* AIM 1:
List each possible result that the post on CQC registration below says a provider could face from not registering when it should, or from applying and getting it wrong.

* READING TEXT:
○ ○ ○ ○ ○ ○ ○
31st August 2017

In or out?

Top tips for health and social care providers getting your head around CQC scope!

Game of Thrones

I’ve stayed up way later than my bedtime trying to find out the answers to complex questions left unravelled on Game of Thrones. (If you aren’t watching it, bear with me – I need to unburden.

Whether it is how White Walkers have procured chains in the icy north to hall a dragon from the water, or why the eyes on Mr Snow’s sword hilt changed colour. I surf the net to try and find definitive answers, because I just really need to know.

Going digging with trembling hands

Some of you will find that the same level of mining into information is just as necessary when trying to figure out if you should be registering with CQC.  Plus, the nerves are kicking in, because you feel if you don’t register and you should you could be prosecuted and if you try and register and you get it wrong, you could be refused and your service could be delayed with cost to you and those you wish to provide a service to.

Now I have painted a picture that may worry you – let’s unpick it and face the fear!

The Scope of Registration

This should be your first port of call.  I am not saying it is easy – but it has some important information in it. Make sure you take a look at information for providers in completing an application and adjoining information on regulated activities.
○ ○ ○ ○ ○ ○ ○
* Part of a data file:
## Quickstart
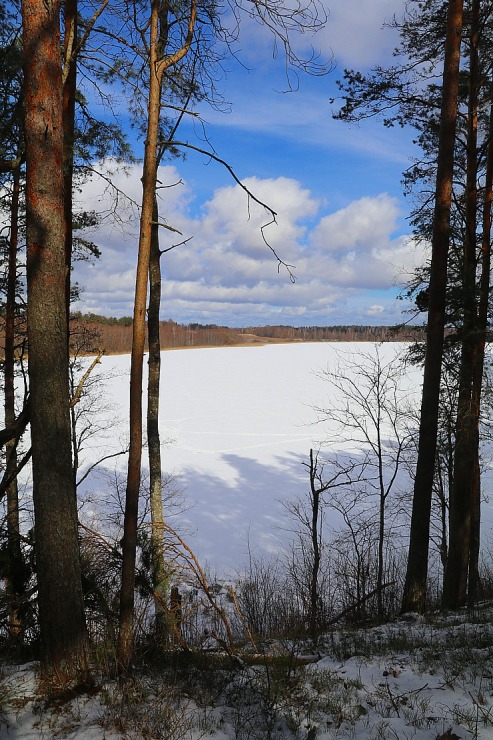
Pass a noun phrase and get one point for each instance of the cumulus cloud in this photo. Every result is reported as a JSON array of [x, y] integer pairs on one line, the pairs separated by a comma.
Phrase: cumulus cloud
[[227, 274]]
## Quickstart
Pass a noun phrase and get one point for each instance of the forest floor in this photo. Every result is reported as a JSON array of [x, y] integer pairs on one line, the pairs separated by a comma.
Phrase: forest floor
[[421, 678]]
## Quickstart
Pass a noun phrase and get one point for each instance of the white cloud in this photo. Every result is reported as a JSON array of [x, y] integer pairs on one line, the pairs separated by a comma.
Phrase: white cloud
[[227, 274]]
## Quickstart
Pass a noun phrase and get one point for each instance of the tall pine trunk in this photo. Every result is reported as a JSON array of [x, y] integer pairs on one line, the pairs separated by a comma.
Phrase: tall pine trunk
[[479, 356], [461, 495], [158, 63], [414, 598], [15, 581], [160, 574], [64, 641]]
○ ○ ○ ○ ○ ○ ○
* AIM 2:
Find every line in the rows above that contains the string "cloud", and copy each one. Case counts.

* EXERCISE SOLUTION 1:
- Being prosecuted
- Being refused
- Having the service delayed, with cost to the provider and to those it wishes to provide a service to

* EXERCISE SOLUTION 2:
Pass a noun phrase and get one point for each instance of the cumulus cloud in this photo. Every result is reported as a JSON array of [x, y] integer pairs on one line, the pairs separated by a comma.
Phrase: cumulus cloud
Pass a noun phrase and get one point for each instance of the white cloud in this photo. Every result is reported as a JSON array of [x, y] integer pairs on one line, the pairs separated by a comma.
Phrase: white cloud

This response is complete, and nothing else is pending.